» **Collected data**
============

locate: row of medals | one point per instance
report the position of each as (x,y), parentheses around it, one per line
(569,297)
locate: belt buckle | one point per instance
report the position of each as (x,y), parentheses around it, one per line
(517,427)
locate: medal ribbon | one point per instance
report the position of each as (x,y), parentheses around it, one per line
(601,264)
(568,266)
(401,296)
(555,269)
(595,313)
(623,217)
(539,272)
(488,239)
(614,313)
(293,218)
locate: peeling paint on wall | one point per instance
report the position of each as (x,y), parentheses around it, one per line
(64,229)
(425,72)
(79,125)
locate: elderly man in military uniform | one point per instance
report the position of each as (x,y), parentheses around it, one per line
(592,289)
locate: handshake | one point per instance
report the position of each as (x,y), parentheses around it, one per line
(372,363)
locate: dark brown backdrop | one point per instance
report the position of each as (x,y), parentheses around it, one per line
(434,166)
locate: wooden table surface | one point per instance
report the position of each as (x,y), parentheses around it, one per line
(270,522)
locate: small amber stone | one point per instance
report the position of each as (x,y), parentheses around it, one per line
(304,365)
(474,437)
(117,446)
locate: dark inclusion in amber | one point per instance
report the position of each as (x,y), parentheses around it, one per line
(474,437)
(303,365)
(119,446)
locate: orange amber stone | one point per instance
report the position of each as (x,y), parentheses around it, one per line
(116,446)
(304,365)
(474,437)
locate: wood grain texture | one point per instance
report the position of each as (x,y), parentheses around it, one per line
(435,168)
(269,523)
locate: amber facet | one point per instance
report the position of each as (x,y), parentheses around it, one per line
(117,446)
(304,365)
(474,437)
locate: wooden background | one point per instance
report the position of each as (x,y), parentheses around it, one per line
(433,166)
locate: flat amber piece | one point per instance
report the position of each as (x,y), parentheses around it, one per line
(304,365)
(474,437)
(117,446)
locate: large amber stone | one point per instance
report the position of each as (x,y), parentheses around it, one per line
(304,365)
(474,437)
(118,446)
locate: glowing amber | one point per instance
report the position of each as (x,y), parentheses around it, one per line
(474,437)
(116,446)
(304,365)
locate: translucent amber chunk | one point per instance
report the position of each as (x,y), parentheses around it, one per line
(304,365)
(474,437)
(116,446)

============

» **THE TASK**
An exact copy of the data is needed.

» **TASK RESPONSE**
locate: row of medals | one point per instance
report the position of each as (x,y), parentheses around it, one per line
(569,297)
locate: belt buckle | one point per instance
report the position of each as (x,y), parentheses around it, one per line
(517,427)
locate: medal ribbon | one point per instance
report the position of each as (x,y), parentheses around it, one per line
(601,264)
(568,266)
(401,296)
(555,269)
(595,313)
(623,217)
(539,272)
(488,239)
(614,313)
(293,218)
locate: peeling paint on wall | one point per instance
report the position of each as (x,y), parentheses around it, one per line
(64,229)
(425,72)
(79,125)
locate: elderly man in military uniform | one point per instance
report the position of each as (x,y), parentheses around it, one per line
(592,289)
locate: handshake | one point per instance
report the position of each as (x,y), parentheses around it, one per line
(372,363)
locate: dark brown backdrop | one point per instance
report the position of each as (x,y), parentheses around it, one per line
(434,166)
locate: wooden table surface | one point per instance
report the position of each as (x,y), parentheses around it, one per line
(270,522)
locate: small amber stone | one point per instance
report the position of each as (x,y), parentheses around it, one per line
(304,365)
(474,437)
(117,446)
locate: dark inclusion in amber | one point per instance
report the position of each as (x,y), parentheses around it, one per line
(474,437)
(303,365)
(119,446)
locate: orange amber stone | one point per instance
report the position of each as (x,y), parentheses around it, one per line
(116,446)
(304,365)
(474,437)
locate: wood grain texture | one point per instance
report the position of each as (x,y), parentheses around it, one per line
(435,168)
(269,523)
locate: amber facet | one point per instance
report the position of each as (x,y), parentheses around it, one per line
(117,446)
(304,365)
(474,437)
locate: wooden background | one point per instance
report the position of each as (x,y), parentheses around it, one per line
(433,166)
locate: flat amber piece | one point per instance
report the position of each as (x,y), parentheses around it, one per line
(304,365)
(474,437)
(117,446)
locate: large amber stone | one point per instance
report the position of each as (x,y), parentheses around it, one per line
(304,365)
(474,437)
(118,446)
locate: glowing amber | one point per instance
report the position of each as (x,y), parentheses around it, one per line
(474,437)
(116,446)
(304,365)
locate: translucent amber chunk | one point per instance
report the position of each as (x,y), parentheses around it, one per line
(304,365)
(474,437)
(116,446)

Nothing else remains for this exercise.